▸ **Work item A**: In the Great Baobab text, how many people can fit inside the tree's trunk at one time?
▸ **Work item B**: Please carry on the Great Baobab text, starting after its last sentence.

The Great Baobab near Victoria Falls, is known literally as “The Tree of Life” and it towers 20m over the landscape like a great living monument. This massive baobab (Adansonia digitata) stands proudly upright and is a couple of thousand years old; with a trunk (16m in diameter) so large it can fit 40 people inside it at one time.
It has a fibrous pulp that stores enormous amounts of water in a very broad trunk that fluctuates in width depending on the season, creating an entire ecosystem that seeks out its shade, shelter, water and food during harsh times when everything else has dried up.
The strange nature of the tree has spawned many stories, and those who live near this incredible tree are filled with folktales and traditional medicines brought about by the mystery of this strange upside down tree. Certain tribes wash their baby boys in water soaked in Baobab bark, so that like the trees, their sons will grow up to be tall and strong, others say that the tree was stuffed in the ground upside down to stop it from boasting as it lorded over the smaller plants. There is even an expansion on this legend saying that after they were thrust upside down into the earth, evil spirits haunted the sweet white flowers they produce, and that a lion will eat anyone who dares to eat a flower from the tree.

▸ **Source material**:
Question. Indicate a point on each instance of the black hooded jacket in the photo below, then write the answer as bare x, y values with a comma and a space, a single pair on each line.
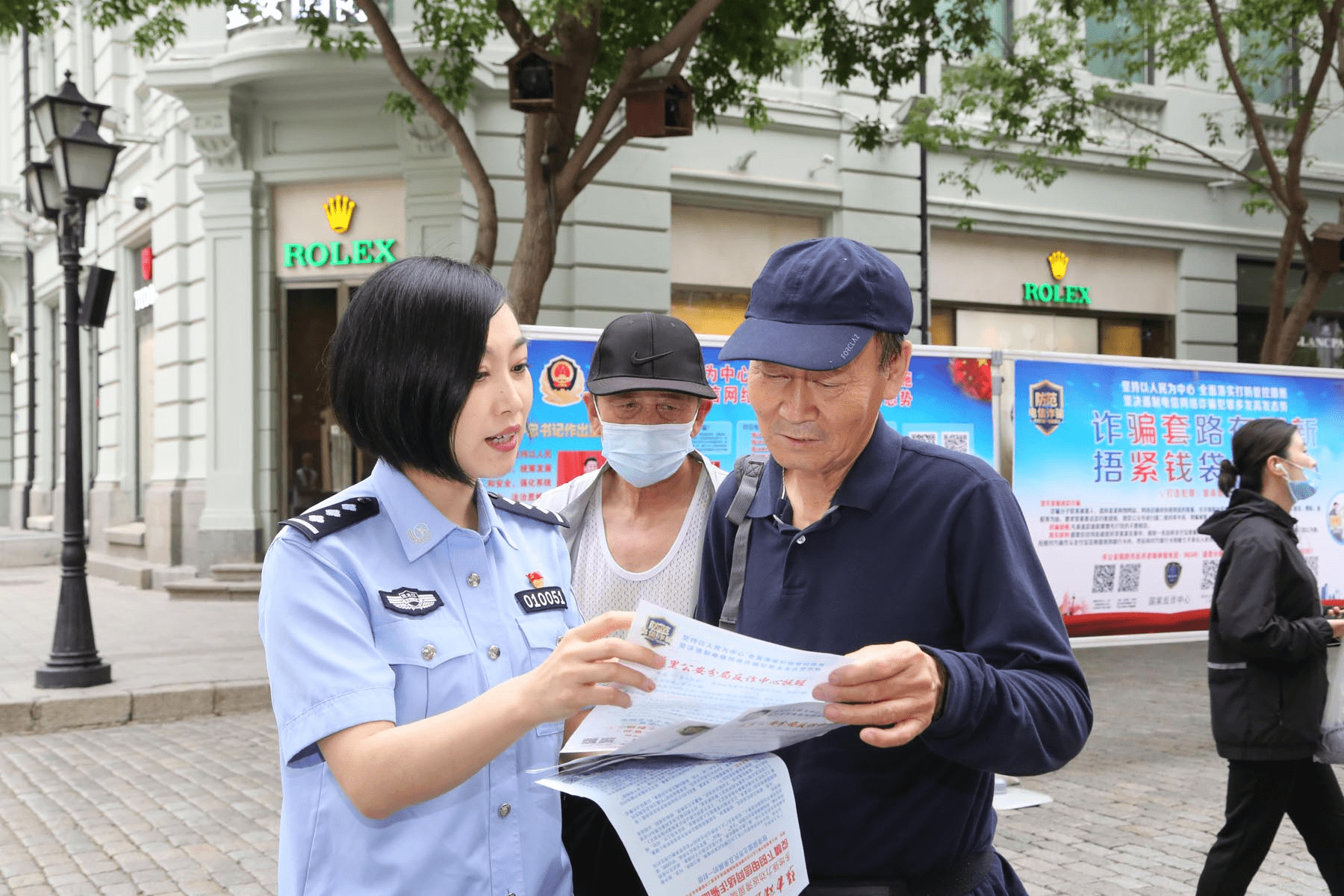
1266, 635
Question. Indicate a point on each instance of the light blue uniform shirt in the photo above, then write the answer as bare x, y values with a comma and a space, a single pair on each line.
402, 615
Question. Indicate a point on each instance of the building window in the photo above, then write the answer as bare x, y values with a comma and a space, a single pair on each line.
717, 254
1322, 340
1105, 60
1261, 54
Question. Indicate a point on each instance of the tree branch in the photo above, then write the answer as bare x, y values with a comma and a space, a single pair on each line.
487, 222
1191, 147
591, 169
682, 37
515, 22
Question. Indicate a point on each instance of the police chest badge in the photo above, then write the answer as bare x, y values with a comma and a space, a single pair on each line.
411, 602
1046, 406
562, 382
539, 598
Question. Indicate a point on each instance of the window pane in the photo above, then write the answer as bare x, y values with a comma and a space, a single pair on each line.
1108, 65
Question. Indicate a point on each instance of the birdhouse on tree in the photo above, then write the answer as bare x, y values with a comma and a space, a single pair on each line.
535, 78
660, 108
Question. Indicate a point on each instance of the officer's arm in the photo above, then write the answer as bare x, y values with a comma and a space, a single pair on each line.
385, 768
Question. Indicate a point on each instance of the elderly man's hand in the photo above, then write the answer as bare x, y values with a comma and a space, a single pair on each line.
890, 688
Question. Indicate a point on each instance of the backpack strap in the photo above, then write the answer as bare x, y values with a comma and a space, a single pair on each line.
747, 470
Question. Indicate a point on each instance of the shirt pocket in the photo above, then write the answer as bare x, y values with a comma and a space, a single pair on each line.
544, 632
433, 667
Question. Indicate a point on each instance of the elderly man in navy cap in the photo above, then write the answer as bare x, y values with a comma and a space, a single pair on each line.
912, 561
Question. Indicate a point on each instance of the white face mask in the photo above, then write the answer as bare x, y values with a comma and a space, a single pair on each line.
643, 454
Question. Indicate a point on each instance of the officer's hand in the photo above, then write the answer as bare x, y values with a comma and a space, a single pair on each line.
893, 688
582, 669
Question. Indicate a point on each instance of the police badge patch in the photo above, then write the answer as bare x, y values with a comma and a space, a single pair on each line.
658, 632
411, 602
1046, 406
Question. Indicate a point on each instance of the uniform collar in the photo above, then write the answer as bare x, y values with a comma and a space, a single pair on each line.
865, 487
418, 523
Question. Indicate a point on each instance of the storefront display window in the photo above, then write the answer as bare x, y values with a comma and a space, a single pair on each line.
1322, 340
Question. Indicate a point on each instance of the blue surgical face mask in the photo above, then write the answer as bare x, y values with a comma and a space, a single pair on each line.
643, 454
1304, 488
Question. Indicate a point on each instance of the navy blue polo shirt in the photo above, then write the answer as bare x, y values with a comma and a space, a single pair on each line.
927, 546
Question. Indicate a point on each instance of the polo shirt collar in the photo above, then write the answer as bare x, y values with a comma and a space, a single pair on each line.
417, 521
865, 487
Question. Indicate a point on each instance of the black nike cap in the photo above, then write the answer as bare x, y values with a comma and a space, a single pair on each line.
648, 351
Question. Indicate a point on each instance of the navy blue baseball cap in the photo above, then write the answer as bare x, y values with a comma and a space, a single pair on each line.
816, 304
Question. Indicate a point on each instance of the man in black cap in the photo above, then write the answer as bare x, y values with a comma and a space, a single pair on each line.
912, 561
638, 523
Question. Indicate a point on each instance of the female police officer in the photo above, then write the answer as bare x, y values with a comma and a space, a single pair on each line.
416, 626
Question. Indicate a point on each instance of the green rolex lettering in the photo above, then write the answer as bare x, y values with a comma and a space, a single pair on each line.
385, 252
295, 254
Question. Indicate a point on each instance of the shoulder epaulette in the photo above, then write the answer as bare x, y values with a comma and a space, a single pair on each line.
322, 521
529, 511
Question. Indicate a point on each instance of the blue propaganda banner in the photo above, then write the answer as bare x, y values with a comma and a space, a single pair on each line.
1117, 467
944, 399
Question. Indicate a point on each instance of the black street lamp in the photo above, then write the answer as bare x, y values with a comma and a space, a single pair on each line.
81, 169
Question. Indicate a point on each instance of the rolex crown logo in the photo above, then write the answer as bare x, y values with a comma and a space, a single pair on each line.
1058, 264
339, 208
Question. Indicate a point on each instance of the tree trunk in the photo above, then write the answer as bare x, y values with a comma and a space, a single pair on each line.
542, 213
1296, 319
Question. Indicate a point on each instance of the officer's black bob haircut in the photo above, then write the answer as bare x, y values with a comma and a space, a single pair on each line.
405, 356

▸ **Response A**: 40 people.

▸ **Response B**:
The fruits are used for traditional medicinal uses, and are cracked open to harvest the seeds rich in Vitamin C and tartaric acid. Even the bark is used to weave mats, bags and hats which are sold as a means to an income.
As some of the oldest living parts of our natural world, some Baobab trees have been alive for 5 000 years or more, although the Great Baobab is thought to be about 1,500 to 2000 years old.
The reason for their longevity is simply put down to their resilience. They are very difficult to kill, largely due to their size, and they have known to survive fires or even the stripping of their bark by elephants, which simply re-grows.
Not long ago, it was believed that Baobabs were in danger of becoming extinct. However botanists then realised that the young saplings and the mature trees look nothing alike, and that in fact, they are not in the least bit endangered – great news for thousands of future generations of humans and animals alike.